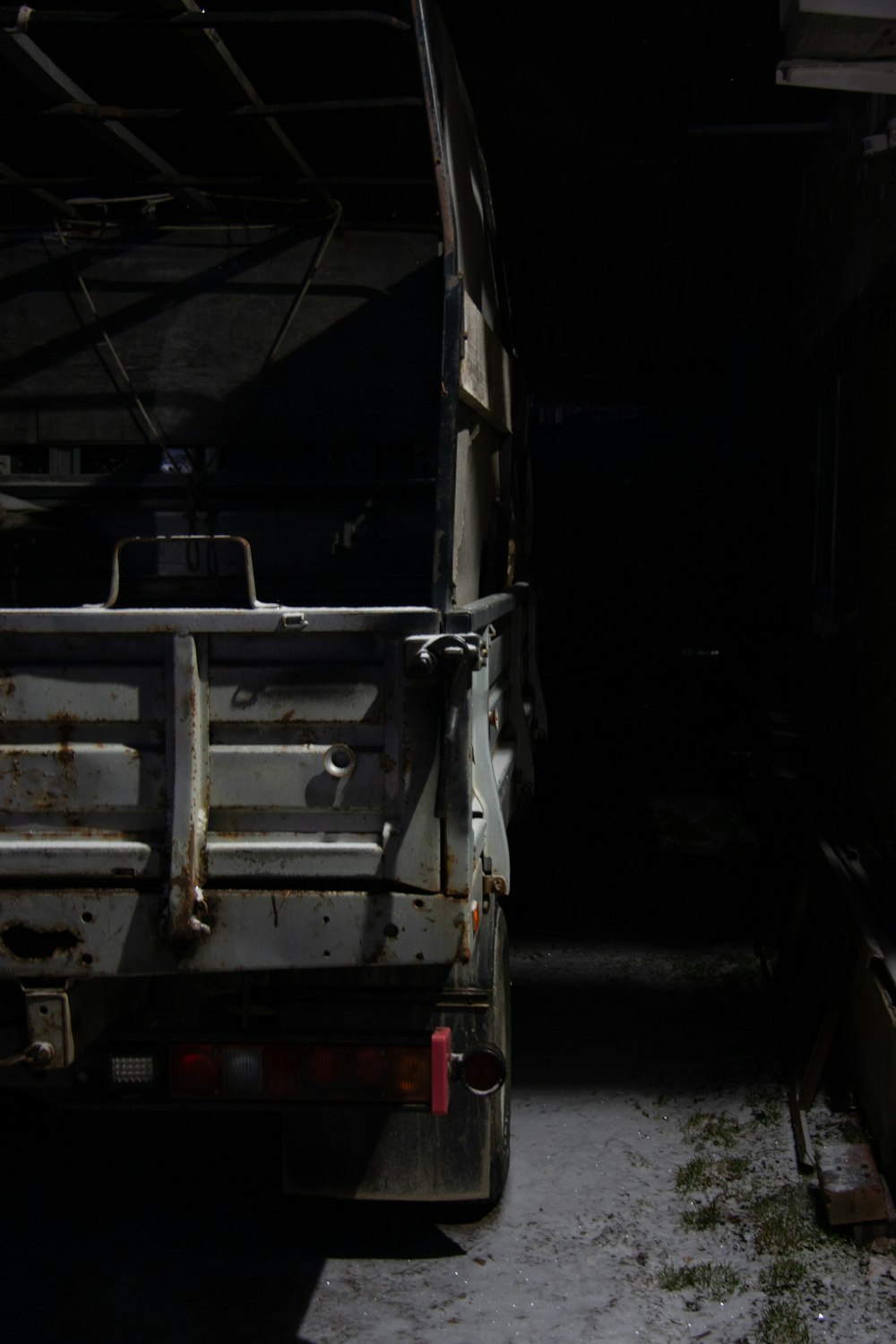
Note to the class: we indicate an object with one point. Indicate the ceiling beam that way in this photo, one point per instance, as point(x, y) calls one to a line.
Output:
point(236, 83)
point(54, 83)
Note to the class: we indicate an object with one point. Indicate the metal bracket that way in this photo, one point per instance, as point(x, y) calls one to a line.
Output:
point(427, 656)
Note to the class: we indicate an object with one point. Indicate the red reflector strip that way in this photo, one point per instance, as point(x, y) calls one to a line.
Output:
point(441, 1066)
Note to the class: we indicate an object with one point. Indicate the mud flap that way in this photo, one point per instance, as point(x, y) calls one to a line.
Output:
point(357, 1152)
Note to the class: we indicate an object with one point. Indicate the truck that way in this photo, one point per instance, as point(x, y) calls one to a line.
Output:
point(268, 682)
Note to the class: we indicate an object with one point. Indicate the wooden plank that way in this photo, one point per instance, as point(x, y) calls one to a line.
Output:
point(850, 1185)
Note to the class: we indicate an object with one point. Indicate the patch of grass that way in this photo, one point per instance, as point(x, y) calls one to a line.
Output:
point(767, 1107)
point(783, 1222)
point(702, 1174)
point(707, 1128)
point(704, 1217)
point(782, 1322)
point(711, 1279)
point(785, 1271)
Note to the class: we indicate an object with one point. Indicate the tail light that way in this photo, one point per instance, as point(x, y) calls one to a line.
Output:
point(339, 1073)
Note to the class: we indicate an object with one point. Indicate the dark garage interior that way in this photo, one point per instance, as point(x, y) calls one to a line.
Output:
point(694, 210)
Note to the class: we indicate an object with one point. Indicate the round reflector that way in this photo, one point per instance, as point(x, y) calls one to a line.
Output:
point(484, 1070)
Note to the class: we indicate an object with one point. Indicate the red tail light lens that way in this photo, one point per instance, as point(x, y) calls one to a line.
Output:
point(332, 1073)
point(195, 1072)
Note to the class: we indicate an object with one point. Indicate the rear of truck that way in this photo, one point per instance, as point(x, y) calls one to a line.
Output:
point(266, 682)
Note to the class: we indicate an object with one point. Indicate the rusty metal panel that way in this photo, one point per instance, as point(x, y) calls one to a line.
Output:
point(75, 935)
point(211, 747)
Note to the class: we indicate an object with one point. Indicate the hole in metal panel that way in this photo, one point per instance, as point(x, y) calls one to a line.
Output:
point(38, 943)
point(339, 760)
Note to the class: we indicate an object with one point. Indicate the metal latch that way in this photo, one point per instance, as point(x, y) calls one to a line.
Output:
point(454, 658)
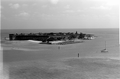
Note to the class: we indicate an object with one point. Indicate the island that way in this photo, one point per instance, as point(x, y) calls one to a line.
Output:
point(52, 37)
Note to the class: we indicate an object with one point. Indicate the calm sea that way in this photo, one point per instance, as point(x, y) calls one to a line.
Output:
point(90, 48)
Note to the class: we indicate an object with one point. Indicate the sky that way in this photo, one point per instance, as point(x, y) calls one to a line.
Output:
point(50, 14)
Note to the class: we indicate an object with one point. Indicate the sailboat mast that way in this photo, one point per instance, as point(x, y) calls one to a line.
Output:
point(105, 44)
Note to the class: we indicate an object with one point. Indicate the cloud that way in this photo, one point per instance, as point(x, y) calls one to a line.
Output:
point(14, 6)
point(25, 5)
point(101, 7)
point(25, 14)
point(67, 6)
point(54, 1)
point(70, 11)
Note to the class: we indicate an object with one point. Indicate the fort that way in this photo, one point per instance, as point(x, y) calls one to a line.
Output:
point(46, 37)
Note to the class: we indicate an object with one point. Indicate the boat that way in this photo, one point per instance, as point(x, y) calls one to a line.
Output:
point(104, 50)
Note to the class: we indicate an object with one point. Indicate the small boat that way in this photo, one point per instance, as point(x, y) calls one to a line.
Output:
point(104, 50)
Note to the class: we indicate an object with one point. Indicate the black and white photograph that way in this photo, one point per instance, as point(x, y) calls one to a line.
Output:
point(59, 39)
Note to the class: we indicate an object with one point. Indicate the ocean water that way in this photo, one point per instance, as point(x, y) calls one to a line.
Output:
point(89, 48)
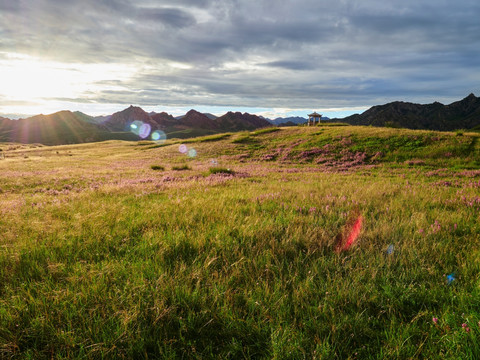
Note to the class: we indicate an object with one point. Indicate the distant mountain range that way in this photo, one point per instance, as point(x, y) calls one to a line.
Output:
point(66, 127)
point(291, 121)
point(463, 114)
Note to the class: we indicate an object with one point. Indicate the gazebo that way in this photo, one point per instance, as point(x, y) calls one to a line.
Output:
point(314, 118)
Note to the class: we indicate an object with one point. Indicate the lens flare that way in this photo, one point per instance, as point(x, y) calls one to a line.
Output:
point(159, 136)
point(450, 278)
point(144, 130)
point(136, 126)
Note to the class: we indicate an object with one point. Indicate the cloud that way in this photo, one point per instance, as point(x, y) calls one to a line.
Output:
point(302, 53)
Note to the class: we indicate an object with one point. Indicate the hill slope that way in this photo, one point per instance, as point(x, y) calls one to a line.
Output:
point(463, 114)
point(122, 250)
point(64, 127)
:::::
* _WHAT IS EXPECTED_: Convert every line of the entries above into a Markdown table with two columns, Row for a sequential row number and Text for the line itself. Skip blank lines and omit the pictures.

* _ANSWER FOR THIS EXERCISE_:
| Row | Text |
|---|---|
| 1 | Note to the class: we indicate an object with one point. Indicate the ceiling beam that way in this photo, one point per instance, as point(x, y) calls one to a line. |
| 2 | Output: |
| 3 | point(236, 83) |
| 4 | point(54, 83) |
| 5 | Note to the class: we indicate an object with one point. Indicate the metal bracket that way in this photo, one point per instance, as point(x, y) calls one to a line. |
| 6 | Output: |
| 7 | point(427, 656) |
| 8 | Note to the class: we indicate an object with one point. Indicate the red reflector strip that way in this photo, one point per instance, as point(x, y) calls one to a line. |
| 9 | Output: |
| 10 | point(441, 1066) |
| 11 | Note to the class: we indicate an object with one point. Indicate the mud flap that way in this photo, one point per instance, as point(x, y) calls one to a line. |
| 12 | Output: |
| 13 | point(357, 1152) |
| 14 | Note to the class: we indicate an object with one point. Indicate the truck that way in this photo, one point per instance, as point(x, y) calls one to a line. |
| 15 | Output: |
| 16 | point(268, 682) |
| 17 | Note to the class: we indicate an object with one point. Indicate the wooden plank that way in this photo, one point per instance, as point(x, y) calls one to a line. |
| 18 | Output: |
| 19 | point(850, 1185) |
| 20 | Note to the class: we indicate an object with one point. Indicate the patch of grass that way in this photo, one point per instance, as point(x, y) calls one to a line. |
| 21 | Output: |
| 22 | point(767, 1107) |
| 23 | point(783, 1222) |
| 24 | point(702, 1174) |
| 25 | point(707, 1128) |
| 26 | point(704, 1217) |
| 27 | point(782, 1322) |
| 28 | point(711, 1279) |
| 29 | point(785, 1271) |
| 30 | Note to the class: we indicate an object with one point. Indicate the tail light that way in this photo, one point per instance, as point(x, y) calls one to a line. |
| 31 | Output: |
| 32 | point(339, 1073) |
| 33 | Note to the class: we indicate an object with one point. Indicate the dark garage interior that way in this photo, one point per instance, as point(x, y) calls one to a line. |
| 34 | Output: |
| 35 | point(694, 210) |
| 36 | Note to the class: we indicate an object with one point. Indicate the round reflector that way in this photo, one point per instance, as point(x, y) calls one to a line. |
| 37 | Output: |
| 38 | point(484, 1070) |
| 39 | Note to the class: we indicate an object with one point. Indicate the red tail light lens that way in this photo, one point per instance, as point(x, y) calls one to a line. |
| 40 | Output: |
| 41 | point(332, 1073) |
| 42 | point(195, 1072) |
| 43 | Note to the class: we indicate an object with one point. Indicate the rear of truck that way in this photo, one point per instance, as point(x, y) calls one to a line. |
| 44 | Output: |
| 45 | point(266, 682) |
| 46 | Note to the class: we indicate an object with one point. Indicate the rusty metal panel that way in this photo, one point per instance, as point(x, y) calls one to a line. |
| 47 | Output: |
| 48 | point(75, 935) |
| 49 | point(211, 747) |
| 50 | Note to the class: we indicate an object with one point. Indicate the hole in metal panel that way in this photo, one point per instance, as point(x, y) calls one to a line. |
| 51 | Output: |
| 52 | point(38, 943) |
| 53 | point(339, 760) |
| 54 | Note to the class: we indicate an object with one point. Indicate the metal latch that way in this photo, one point per instance, as point(x, y) calls one to a line. |
| 55 | Output: |
| 56 | point(454, 658) |
| 57 | Note to the class: we indicate an object with one point. Indicate the island that way in this photo, one point per instance, as point(x, y) calls one to a line. |
| 58 | Output: |
| 59 | point(52, 37) |
| 60 | Note to the class: we indicate an object with one point. Indicate the calm sea that way in this photo, one point per instance, as point(x, y) calls one to a line. |
| 61 | Output: |
| 62 | point(90, 48) |
| 63 | Note to the class: we indicate an object with one point. Indicate the sky that way in this photo, one point per instance, as point(x, y) calls one to a line. |
| 64 | Output: |
| 65 | point(50, 14) |
| 66 | Note to the class: we indicate an object with one point. Indicate the sailboat mast that way in this photo, one point per instance, as point(x, y) calls one to a line. |
| 67 | Output: |
| 68 | point(105, 44) |
| 69 | Note to the class: we indicate an object with one point. Indicate the cloud that way in this photo, one point per instance, as point(x, y) calls one to a line. |
| 70 | Output: |
| 71 | point(14, 6) |
| 72 | point(25, 5) |
| 73 | point(101, 7) |
| 74 | point(25, 14) |
| 75 | point(67, 6) |
| 76 | point(54, 1) |
| 77 | point(70, 11) |
| 78 | Note to the class: we indicate an object with one point. Indicate the fort that way in this photo, one point per instance, as point(x, y) calls one to a line. |
| 79 | Output: |
| 80 | point(46, 37) |
| 81 | Note to the class: we indicate an object with one point. Indicate the boat that way in this photo, one point per instance, as point(x, y) calls one to a line. |
| 82 | Output: |
| 83 | point(104, 50) |
| 84 | Note to the class: we indicate an object with one point. Indicate the small boat that way in this photo, one point per instance, as point(x, y) calls one to a line. |
| 85 | Output: |
| 86 | point(104, 50) |
| 87 | Note to the class: we indicate an object with one point. Indicate the black and white photograph that way in this photo, one point per instance, as point(x, y) calls one to a line. |
| 88 | Output: |
| 89 | point(59, 39) |
| 90 | Note to the class: we indicate an object with one point. Indicate the ocean water that way in this photo, one point per instance, as point(x, y) calls one to a line. |
| 91 | Output: |
| 92 | point(89, 48) |
| 93 | Note to the class: we indicate an object with one point. Indicate the distant mountain range that way in this photo, one point per instance, as point(x, y) calls one to a line. |
| 94 | Output: |
| 95 | point(66, 127) |
| 96 | point(291, 121) |
| 97 | point(463, 114) |
| 98 | Note to the class: we indicate an object with one point. Indicate the gazebo that way in this photo, one point per instance, as point(x, y) calls one to a line. |
| 99 | Output: |
| 100 | point(314, 118) |
| 101 | Note to the class: we indicate an object with one point. Indicate the lens flare that way in this photo, one point per instance, as point(x, y) calls one to a line. |
| 102 | Output: |
| 103 | point(159, 136) |
| 104 | point(450, 278) |
| 105 | point(144, 130) |
| 106 | point(136, 126) |
| 107 | Note to the class: we indicate an object with one point. Indicate the cloud that way in this photo, one point per instance, as point(x, y) calls one to a line. |
| 108 | Output: |
| 109 | point(302, 53) |
| 110 | Note to the class: we indicate an object with one point. Indicate the hill slope that way in this photo, one point per instance, as point(x, y) calls one to a line. |
| 111 | Output: |
| 112 | point(463, 114) |
| 113 | point(122, 250) |
| 114 | point(64, 127) |